• **Task requirements**: In the text below about the album Butterfly 3000, how many tracks does the album contain?

To no surprise, Australian psych-lords King Gizzard & The Lizard Wizard have released their second album of 2021. Oozing synthesizers from every beat, Butterfly 3000 is an intergalactic safari so estranged from anything we’ve encountered in their sumptuous, genre-bending back catalogue. A concept created from the depths of lockdown, the band’s 18th studio album plays out 10 sensory stimulating tracks continuously, looping oddball arpeggios and modular synthesizers that filter into euphoric Gizzard-style dream-pop.

• **Data for analysis**:
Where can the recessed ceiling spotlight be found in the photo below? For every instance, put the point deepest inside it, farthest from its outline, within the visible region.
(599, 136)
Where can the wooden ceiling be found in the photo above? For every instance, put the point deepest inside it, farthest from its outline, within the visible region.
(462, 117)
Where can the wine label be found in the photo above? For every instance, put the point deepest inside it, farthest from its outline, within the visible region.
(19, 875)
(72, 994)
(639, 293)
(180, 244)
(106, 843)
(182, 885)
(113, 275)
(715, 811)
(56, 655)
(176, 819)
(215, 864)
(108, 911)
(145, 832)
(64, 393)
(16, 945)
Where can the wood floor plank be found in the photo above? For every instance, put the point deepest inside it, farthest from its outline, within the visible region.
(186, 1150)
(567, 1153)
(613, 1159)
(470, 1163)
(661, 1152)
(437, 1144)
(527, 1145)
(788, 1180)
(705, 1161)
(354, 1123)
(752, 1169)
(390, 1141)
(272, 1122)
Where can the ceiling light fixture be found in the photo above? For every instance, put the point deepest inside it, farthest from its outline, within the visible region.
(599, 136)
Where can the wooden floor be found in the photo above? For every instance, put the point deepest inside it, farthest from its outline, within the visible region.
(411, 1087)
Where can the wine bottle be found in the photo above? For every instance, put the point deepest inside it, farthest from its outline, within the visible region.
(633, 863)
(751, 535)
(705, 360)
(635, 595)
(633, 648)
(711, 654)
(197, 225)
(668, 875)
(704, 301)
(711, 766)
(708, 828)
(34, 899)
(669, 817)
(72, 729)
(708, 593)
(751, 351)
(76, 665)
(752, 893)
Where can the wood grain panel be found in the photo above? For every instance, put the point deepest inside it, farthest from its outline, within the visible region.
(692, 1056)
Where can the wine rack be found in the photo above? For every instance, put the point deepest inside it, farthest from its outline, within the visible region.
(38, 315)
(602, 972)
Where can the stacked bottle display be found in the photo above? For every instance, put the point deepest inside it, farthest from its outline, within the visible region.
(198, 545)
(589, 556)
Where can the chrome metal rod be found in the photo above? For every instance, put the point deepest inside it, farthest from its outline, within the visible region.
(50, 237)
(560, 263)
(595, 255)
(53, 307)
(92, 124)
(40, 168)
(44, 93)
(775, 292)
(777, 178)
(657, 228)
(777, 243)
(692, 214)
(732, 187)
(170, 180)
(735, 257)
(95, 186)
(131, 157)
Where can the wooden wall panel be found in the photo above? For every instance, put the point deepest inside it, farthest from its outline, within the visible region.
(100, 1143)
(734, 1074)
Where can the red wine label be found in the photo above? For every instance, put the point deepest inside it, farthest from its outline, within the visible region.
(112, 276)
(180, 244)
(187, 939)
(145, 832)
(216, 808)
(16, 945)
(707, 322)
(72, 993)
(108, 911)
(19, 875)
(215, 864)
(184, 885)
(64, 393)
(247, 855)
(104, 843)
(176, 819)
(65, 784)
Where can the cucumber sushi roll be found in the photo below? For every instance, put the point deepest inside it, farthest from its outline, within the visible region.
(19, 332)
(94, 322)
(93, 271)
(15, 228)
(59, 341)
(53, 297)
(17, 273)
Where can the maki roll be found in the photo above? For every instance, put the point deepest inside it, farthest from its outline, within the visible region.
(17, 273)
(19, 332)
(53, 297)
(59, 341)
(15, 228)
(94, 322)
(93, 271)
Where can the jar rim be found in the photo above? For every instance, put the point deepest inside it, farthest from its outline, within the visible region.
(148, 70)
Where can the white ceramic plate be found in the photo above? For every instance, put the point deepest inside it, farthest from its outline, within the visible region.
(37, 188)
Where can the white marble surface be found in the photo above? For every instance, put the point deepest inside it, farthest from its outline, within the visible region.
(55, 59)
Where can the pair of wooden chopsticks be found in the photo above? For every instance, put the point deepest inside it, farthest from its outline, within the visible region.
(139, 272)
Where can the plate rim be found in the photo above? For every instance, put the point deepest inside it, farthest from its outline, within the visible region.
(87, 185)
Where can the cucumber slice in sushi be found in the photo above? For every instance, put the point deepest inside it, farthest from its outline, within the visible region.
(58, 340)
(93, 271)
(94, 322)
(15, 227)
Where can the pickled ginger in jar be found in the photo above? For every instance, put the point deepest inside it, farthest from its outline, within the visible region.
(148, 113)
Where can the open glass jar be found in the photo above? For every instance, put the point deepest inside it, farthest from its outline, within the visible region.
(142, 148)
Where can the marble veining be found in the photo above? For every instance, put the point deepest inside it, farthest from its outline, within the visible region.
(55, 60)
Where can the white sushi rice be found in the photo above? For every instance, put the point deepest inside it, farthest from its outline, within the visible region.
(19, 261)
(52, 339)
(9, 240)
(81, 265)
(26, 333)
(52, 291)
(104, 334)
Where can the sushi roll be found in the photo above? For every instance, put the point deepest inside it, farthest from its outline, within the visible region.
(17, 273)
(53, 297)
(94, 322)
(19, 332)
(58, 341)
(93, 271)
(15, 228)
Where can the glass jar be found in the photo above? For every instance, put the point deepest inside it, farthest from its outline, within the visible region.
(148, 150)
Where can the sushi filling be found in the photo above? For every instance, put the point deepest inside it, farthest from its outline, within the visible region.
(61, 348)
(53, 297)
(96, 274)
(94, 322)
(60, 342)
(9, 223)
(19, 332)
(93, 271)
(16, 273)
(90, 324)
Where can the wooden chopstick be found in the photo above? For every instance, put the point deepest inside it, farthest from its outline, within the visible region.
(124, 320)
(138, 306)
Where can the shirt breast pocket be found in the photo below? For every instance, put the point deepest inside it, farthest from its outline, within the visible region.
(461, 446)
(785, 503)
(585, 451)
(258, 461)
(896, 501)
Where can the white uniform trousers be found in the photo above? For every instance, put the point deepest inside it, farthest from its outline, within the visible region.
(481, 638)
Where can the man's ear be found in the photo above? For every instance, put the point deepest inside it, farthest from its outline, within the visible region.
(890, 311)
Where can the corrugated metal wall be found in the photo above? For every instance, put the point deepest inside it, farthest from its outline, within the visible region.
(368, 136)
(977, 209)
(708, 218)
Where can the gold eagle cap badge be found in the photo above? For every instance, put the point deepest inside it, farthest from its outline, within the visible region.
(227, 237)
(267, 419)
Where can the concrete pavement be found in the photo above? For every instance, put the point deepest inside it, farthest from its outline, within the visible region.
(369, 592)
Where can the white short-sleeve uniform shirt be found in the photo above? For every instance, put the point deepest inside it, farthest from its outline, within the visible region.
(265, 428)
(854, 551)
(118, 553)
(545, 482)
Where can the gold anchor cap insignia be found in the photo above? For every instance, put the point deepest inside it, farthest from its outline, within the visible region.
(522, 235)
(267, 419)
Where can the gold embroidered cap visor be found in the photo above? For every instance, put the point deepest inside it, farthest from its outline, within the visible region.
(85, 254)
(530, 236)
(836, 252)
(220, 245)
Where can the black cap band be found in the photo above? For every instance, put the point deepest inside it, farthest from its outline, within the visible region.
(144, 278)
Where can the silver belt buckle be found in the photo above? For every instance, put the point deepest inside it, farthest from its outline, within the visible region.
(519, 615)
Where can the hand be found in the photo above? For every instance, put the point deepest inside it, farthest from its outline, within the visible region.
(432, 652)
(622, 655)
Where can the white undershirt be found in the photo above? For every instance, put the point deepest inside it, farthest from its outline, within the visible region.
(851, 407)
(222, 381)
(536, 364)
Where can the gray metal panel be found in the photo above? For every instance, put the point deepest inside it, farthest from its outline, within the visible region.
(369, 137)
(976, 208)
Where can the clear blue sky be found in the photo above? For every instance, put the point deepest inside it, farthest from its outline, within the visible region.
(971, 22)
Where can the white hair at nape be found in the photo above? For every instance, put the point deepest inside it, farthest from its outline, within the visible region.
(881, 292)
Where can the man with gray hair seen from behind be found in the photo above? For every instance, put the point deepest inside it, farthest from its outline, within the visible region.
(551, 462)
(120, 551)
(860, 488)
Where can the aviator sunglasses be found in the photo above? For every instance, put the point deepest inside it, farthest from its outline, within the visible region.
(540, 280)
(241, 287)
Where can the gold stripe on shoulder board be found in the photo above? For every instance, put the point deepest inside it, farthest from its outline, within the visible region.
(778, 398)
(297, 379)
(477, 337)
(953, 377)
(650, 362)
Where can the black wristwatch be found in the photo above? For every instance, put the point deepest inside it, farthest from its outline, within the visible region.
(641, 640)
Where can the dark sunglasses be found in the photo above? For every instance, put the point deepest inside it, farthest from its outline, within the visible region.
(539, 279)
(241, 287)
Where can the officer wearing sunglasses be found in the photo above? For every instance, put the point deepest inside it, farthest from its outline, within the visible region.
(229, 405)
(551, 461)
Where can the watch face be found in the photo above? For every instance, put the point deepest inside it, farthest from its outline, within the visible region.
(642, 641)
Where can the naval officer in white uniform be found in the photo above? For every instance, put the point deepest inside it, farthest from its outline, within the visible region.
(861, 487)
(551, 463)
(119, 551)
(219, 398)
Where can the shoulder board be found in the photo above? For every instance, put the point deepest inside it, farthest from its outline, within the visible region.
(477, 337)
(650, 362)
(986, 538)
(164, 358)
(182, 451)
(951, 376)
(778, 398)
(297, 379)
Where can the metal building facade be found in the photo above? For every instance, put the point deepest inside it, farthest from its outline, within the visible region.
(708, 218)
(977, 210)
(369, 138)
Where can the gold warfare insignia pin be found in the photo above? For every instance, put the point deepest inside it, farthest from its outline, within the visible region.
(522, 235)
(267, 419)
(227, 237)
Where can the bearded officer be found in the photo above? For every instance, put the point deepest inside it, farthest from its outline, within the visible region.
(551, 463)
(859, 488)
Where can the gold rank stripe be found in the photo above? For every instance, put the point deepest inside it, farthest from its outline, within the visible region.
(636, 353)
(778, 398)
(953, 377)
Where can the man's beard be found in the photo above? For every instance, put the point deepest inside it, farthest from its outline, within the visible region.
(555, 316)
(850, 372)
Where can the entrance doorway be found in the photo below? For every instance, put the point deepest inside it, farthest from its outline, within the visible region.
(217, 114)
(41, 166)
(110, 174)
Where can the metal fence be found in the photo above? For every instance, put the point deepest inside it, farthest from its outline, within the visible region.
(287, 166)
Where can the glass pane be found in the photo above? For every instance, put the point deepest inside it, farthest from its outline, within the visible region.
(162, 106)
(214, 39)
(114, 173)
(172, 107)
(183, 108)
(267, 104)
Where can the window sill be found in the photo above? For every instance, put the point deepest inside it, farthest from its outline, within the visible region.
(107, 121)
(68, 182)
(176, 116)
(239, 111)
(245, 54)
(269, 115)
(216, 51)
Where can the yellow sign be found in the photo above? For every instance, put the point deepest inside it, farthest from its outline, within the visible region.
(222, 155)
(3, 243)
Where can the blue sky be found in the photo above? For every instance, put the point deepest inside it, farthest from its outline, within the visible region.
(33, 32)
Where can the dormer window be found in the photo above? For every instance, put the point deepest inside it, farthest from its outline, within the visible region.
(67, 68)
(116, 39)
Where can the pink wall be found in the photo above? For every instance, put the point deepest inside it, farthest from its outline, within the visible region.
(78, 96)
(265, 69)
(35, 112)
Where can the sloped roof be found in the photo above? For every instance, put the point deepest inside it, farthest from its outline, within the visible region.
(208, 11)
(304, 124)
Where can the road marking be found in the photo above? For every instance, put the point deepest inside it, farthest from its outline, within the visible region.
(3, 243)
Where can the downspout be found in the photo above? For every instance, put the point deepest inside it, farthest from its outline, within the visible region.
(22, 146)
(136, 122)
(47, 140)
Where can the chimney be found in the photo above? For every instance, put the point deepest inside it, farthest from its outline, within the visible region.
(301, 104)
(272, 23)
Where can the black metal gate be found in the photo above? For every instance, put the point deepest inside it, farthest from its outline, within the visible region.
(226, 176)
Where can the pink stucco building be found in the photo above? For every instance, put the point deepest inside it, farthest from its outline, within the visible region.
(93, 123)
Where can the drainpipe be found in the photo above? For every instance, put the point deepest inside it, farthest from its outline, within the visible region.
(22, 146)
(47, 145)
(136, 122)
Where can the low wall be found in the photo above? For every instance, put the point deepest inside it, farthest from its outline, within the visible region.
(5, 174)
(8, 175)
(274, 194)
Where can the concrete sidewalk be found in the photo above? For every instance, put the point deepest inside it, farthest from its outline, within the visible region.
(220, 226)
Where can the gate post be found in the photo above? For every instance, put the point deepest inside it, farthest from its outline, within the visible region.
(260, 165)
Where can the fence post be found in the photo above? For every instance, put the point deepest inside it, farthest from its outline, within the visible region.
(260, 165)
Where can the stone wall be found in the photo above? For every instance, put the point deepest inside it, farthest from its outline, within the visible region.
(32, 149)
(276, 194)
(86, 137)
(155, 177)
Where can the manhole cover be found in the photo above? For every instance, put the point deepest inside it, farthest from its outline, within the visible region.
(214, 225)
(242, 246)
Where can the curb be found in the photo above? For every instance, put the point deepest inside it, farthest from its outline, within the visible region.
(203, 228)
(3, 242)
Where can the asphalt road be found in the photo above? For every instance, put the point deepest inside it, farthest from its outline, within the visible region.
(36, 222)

• **Result of this task**: 10 tracks